# RECORDS TO PROCESS
※ ※ ※

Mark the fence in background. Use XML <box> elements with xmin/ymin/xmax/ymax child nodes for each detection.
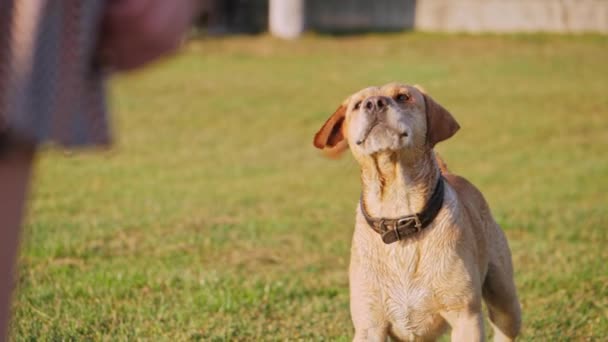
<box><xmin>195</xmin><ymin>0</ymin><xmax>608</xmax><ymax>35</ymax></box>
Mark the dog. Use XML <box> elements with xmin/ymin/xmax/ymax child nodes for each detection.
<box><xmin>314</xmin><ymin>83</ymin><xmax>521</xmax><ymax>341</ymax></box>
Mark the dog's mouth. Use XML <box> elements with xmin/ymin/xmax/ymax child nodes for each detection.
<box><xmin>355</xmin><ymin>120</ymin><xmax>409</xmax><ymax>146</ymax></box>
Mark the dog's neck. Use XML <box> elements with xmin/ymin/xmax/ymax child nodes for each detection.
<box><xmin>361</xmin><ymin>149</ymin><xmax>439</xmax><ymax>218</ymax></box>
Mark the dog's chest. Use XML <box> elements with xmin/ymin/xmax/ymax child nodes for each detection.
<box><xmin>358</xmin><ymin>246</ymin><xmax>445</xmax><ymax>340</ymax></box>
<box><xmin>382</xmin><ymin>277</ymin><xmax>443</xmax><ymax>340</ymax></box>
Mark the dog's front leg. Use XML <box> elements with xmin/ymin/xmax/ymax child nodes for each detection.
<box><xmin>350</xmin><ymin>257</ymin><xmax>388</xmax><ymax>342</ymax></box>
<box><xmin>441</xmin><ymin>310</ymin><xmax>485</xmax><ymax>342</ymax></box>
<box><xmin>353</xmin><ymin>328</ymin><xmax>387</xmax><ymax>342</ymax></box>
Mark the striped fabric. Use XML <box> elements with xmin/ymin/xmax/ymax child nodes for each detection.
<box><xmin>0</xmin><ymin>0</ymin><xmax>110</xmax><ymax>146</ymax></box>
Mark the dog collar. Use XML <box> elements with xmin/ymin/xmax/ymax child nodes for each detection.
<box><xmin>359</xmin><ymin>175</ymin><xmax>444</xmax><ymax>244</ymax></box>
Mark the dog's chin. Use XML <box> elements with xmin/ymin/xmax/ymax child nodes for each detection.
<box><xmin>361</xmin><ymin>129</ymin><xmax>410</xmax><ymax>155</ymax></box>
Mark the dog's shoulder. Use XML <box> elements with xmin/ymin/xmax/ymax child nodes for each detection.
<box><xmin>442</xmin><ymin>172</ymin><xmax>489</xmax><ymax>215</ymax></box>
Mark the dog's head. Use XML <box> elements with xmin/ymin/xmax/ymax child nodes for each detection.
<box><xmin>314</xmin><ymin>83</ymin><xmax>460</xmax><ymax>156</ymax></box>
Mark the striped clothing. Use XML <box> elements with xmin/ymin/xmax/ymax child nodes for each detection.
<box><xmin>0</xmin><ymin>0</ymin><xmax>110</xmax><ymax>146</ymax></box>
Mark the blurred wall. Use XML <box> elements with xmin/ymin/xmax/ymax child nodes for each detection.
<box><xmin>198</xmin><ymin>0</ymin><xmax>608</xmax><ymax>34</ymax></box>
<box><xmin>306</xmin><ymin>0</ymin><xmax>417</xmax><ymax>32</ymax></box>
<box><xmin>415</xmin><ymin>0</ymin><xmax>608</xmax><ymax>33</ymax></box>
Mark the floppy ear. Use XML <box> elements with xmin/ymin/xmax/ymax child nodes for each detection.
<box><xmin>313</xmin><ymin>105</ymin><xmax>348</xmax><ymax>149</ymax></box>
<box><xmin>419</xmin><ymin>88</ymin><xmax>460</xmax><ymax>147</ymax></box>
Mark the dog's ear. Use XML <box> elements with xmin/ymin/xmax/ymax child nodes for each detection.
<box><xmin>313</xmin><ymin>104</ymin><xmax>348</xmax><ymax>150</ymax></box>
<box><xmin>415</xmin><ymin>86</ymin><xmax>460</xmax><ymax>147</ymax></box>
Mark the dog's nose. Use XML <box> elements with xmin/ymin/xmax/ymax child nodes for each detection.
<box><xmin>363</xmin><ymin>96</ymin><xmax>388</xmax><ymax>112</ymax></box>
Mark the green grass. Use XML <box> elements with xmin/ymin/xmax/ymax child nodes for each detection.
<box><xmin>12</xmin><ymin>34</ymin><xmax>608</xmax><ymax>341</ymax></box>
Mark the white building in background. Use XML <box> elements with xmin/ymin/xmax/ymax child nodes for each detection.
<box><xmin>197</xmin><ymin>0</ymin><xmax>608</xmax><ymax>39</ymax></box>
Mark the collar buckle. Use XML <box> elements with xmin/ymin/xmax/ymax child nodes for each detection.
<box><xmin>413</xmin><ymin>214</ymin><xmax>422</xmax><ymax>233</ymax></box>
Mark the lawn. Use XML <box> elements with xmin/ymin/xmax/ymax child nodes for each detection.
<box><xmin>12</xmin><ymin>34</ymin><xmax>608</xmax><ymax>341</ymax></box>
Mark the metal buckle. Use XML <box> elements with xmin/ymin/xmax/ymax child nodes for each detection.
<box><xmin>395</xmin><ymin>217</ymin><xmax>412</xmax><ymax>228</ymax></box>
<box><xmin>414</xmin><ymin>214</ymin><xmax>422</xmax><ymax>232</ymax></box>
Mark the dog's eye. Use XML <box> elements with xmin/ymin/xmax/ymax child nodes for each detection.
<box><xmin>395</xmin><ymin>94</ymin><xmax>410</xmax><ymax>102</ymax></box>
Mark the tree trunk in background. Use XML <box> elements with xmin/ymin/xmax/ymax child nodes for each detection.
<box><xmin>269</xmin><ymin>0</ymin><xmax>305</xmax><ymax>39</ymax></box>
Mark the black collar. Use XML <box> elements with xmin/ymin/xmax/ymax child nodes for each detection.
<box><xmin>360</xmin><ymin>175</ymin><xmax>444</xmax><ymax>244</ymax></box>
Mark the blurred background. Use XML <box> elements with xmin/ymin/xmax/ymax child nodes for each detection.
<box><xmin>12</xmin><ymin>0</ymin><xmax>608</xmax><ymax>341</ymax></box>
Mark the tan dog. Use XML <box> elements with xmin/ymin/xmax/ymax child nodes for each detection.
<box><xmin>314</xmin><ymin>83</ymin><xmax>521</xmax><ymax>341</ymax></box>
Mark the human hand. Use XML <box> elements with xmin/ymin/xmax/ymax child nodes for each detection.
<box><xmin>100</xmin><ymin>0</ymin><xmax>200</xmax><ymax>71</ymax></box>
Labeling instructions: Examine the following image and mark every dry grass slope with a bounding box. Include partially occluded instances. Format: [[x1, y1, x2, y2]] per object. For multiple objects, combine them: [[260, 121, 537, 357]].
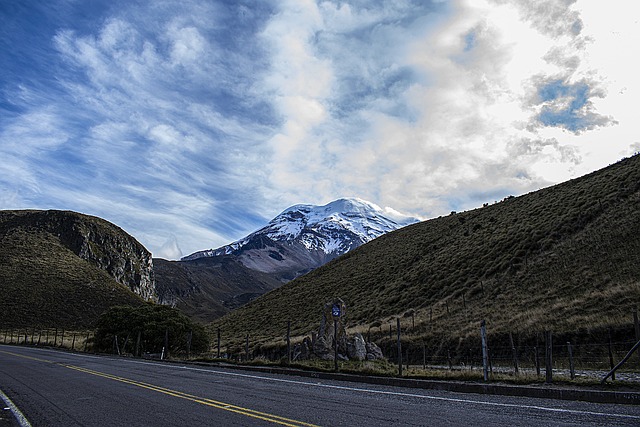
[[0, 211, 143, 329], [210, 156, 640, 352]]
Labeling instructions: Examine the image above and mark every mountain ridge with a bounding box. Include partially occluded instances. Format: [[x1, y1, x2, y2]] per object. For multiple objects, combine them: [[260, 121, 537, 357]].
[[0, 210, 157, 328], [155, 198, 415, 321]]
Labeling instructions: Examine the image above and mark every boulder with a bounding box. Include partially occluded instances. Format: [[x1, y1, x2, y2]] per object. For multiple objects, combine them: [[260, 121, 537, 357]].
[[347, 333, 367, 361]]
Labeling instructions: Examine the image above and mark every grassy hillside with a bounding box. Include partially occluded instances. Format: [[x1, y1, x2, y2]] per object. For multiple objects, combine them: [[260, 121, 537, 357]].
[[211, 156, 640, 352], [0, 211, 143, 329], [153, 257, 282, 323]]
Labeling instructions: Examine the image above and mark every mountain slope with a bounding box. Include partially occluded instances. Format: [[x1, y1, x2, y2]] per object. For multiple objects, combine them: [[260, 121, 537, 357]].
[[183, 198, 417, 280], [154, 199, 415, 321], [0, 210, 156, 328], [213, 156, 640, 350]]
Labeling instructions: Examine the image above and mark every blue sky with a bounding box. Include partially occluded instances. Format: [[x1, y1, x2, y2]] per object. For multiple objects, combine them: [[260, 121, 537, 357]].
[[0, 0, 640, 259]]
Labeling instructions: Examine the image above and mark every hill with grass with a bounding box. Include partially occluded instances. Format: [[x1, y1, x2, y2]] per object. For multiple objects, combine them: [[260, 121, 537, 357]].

※ ※ ※

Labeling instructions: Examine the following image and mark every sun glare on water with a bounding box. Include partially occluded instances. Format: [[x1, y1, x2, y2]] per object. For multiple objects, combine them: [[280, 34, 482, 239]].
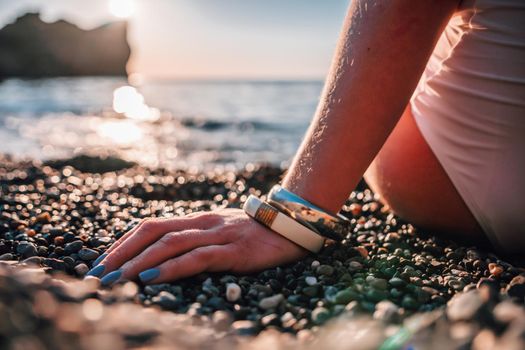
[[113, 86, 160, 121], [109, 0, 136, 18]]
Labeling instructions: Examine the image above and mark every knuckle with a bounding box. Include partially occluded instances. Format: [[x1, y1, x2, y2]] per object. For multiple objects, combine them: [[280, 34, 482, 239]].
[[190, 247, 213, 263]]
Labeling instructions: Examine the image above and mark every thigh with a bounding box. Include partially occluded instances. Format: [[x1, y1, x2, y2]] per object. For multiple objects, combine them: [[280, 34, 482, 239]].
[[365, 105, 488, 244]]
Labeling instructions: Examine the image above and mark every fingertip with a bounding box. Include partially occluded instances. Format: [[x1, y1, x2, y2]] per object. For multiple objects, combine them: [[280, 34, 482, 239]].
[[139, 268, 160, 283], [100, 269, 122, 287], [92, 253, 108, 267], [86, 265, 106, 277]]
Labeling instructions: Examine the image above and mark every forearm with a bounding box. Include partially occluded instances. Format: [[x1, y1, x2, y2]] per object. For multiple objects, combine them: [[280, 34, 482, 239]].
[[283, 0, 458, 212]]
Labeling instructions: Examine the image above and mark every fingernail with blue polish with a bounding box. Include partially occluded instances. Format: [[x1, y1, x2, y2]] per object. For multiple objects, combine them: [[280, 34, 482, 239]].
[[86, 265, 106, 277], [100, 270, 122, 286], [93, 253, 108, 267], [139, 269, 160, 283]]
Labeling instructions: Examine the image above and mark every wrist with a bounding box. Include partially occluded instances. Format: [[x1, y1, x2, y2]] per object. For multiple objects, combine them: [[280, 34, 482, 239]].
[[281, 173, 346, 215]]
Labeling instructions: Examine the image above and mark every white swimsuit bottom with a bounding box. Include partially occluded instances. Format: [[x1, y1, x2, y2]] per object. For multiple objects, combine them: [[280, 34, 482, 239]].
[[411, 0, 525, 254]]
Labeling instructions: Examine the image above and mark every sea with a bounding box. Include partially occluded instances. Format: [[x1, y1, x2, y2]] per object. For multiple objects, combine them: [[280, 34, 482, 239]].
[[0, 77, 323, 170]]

※ ※ ※

# THE EXERCISE
Render the portion of the records above that opens with the line containing "mark every fingertip" and closes with the line containing "265, 106, 277]]" as a JSON list of strings, one string per line, with both of those lines included. Leave out any blank lines.

# FINAL ANSWER
[
  "Labeling instructions: Examine the image above and mark every fingertip with a bounding box. Include partially occluded instances. Format: [[x1, y1, x2, y2]] per object. For multiple objects, combine them: [[280, 34, 482, 239]].",
  "[[139, 268, 160, 283], [100, 269, 122, 287], [92, 253, 108, 267], [86, 265, 106, 277]]"
]